— Given task —
Swap "fish tail" for "fish fin" in the material, from the line containing "The component shall locate the murky" through the end, and give those lines again with nothing else changed.

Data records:
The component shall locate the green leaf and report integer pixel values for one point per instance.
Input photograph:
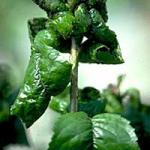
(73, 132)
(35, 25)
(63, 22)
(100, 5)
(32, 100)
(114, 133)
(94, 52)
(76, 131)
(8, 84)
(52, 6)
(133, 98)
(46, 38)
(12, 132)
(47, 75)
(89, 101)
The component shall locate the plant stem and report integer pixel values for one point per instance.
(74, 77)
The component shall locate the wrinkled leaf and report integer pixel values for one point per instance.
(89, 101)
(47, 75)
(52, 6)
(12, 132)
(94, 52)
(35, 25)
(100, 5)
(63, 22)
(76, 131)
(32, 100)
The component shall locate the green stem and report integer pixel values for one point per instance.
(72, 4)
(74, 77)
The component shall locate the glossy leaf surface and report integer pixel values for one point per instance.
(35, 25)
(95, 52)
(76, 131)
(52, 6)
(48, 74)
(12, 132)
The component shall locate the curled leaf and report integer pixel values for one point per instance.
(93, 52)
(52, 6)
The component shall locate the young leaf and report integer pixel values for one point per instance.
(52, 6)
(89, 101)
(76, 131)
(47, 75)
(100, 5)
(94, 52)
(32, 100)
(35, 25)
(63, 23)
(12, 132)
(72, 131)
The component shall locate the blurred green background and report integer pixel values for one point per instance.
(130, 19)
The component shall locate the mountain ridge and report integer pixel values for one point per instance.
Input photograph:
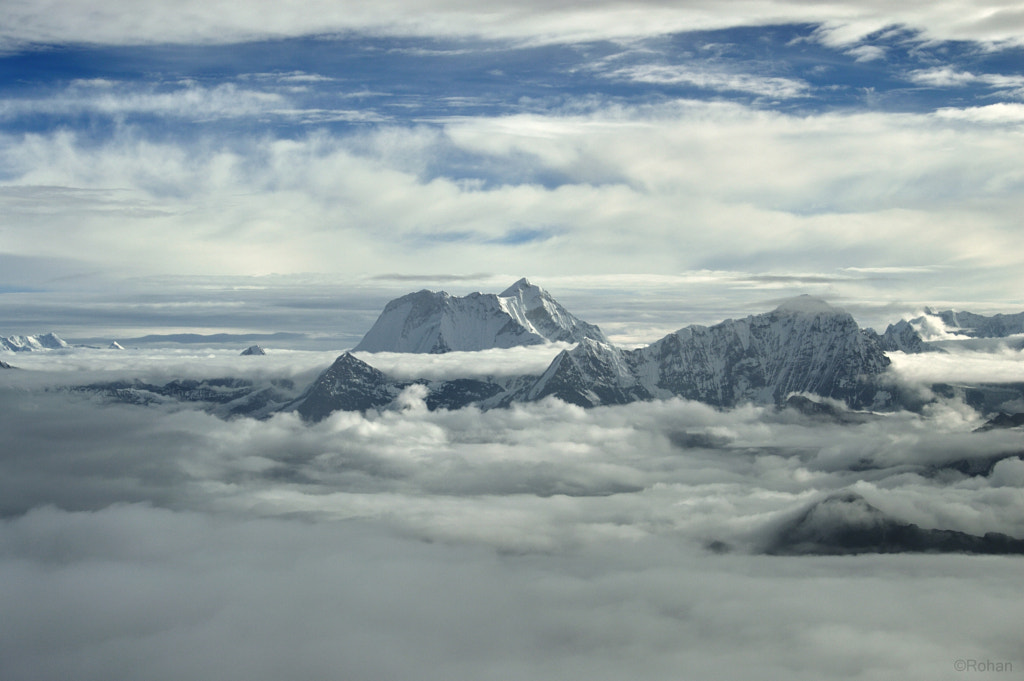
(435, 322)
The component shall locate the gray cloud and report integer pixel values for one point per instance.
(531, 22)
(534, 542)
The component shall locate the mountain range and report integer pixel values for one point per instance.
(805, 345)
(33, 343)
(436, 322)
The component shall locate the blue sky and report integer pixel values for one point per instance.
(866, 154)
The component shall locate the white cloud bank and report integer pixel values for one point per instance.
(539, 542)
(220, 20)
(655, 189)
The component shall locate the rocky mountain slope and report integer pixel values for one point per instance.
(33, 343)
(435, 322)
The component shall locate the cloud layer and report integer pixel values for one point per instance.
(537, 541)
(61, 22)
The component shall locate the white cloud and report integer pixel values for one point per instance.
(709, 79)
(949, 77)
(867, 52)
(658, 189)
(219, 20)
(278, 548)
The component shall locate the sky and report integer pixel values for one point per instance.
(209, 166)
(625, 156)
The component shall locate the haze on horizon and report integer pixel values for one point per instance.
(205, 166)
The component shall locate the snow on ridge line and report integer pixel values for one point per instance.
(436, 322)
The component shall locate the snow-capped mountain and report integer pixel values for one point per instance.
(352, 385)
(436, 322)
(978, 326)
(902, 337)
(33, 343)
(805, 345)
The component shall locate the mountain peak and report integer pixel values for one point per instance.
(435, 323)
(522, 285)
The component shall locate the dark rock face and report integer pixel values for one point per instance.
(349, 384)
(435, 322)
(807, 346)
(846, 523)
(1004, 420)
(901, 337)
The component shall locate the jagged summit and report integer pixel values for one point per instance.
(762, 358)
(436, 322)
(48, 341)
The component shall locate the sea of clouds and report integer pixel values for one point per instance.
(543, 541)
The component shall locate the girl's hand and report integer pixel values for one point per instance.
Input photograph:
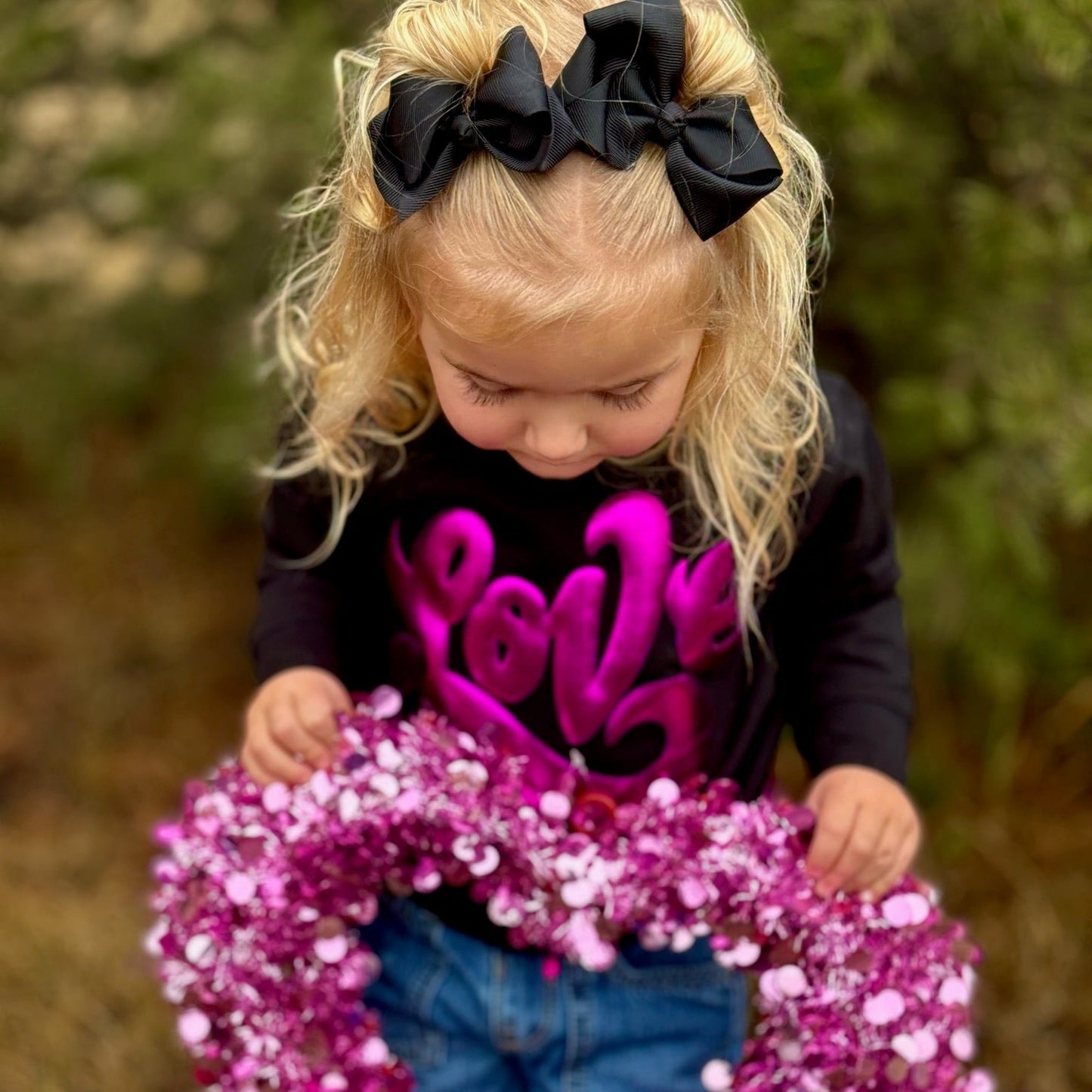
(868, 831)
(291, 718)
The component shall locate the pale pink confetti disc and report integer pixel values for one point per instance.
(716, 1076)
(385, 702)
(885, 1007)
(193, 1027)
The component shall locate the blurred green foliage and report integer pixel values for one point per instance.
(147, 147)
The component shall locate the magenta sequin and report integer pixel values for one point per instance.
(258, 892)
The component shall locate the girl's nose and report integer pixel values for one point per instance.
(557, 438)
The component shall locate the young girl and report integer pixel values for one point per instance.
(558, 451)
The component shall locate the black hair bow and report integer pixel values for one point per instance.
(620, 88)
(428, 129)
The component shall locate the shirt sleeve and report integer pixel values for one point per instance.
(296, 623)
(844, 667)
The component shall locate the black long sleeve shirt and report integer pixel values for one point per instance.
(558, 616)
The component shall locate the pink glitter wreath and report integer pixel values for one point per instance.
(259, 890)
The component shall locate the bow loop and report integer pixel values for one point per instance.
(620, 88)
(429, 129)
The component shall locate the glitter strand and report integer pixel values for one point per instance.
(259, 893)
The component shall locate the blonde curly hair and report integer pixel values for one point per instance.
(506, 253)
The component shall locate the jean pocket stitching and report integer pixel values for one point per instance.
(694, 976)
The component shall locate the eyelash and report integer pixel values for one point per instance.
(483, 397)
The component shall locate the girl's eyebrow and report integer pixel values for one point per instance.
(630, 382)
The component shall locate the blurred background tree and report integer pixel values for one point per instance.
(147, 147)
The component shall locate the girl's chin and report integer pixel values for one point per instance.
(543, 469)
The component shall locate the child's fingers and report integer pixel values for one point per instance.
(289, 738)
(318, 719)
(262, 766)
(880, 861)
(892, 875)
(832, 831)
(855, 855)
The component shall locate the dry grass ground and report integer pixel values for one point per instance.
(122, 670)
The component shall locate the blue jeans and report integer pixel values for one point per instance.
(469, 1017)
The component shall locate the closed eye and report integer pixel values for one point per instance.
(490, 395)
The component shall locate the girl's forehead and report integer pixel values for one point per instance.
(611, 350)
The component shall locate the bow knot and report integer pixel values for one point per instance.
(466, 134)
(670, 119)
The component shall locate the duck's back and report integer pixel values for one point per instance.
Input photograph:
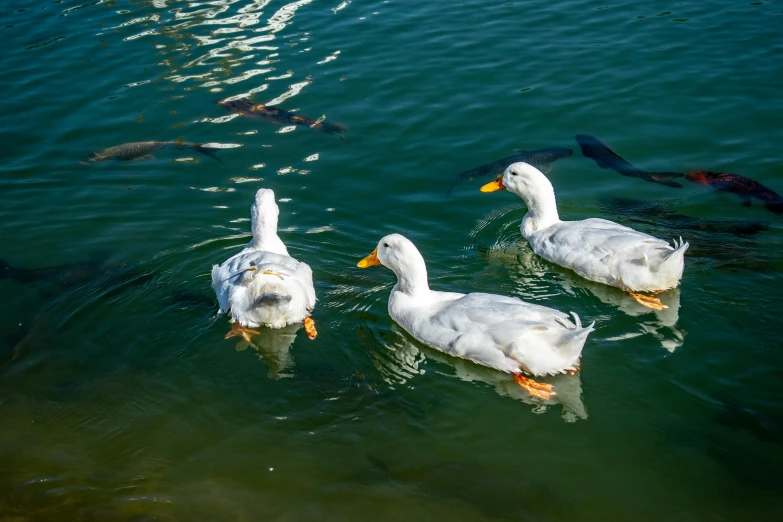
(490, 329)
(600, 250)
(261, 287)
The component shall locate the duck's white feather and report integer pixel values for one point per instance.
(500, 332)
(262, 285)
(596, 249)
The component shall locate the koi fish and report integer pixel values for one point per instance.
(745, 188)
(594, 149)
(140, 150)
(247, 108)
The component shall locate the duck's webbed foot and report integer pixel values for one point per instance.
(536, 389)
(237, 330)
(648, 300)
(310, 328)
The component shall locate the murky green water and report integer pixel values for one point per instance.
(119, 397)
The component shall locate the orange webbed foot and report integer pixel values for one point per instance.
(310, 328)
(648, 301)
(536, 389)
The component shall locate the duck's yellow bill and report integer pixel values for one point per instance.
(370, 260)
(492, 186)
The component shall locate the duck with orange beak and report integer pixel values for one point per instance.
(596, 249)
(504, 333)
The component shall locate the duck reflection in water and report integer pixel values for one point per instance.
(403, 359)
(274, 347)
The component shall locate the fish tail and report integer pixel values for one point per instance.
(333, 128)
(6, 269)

— Result —
The component shall locate the murky green water and report integer pixel values for one point per instance.
(119, 397)
The component shall locate the orange webbed foot and report integer pixel values for one point per instance.
(310, 328)
(648, 301)
(536, 389)
The component shall locate the duck's yellow bill and report integer pixel values for one point per instance.
(370, 260)
(492, 186)
The component shall locate the duck with orange beak and report integer pixel values for one point per instance.
(596, 249)
(504, 333)
The component shall locate the duck reflection in water and report integer pixel values for one point per instance.
(403, 359)
(274, 347)
The component shall locate the fish fin and report integer pixel values for one point per instance.
(333, 128)
(6, 269)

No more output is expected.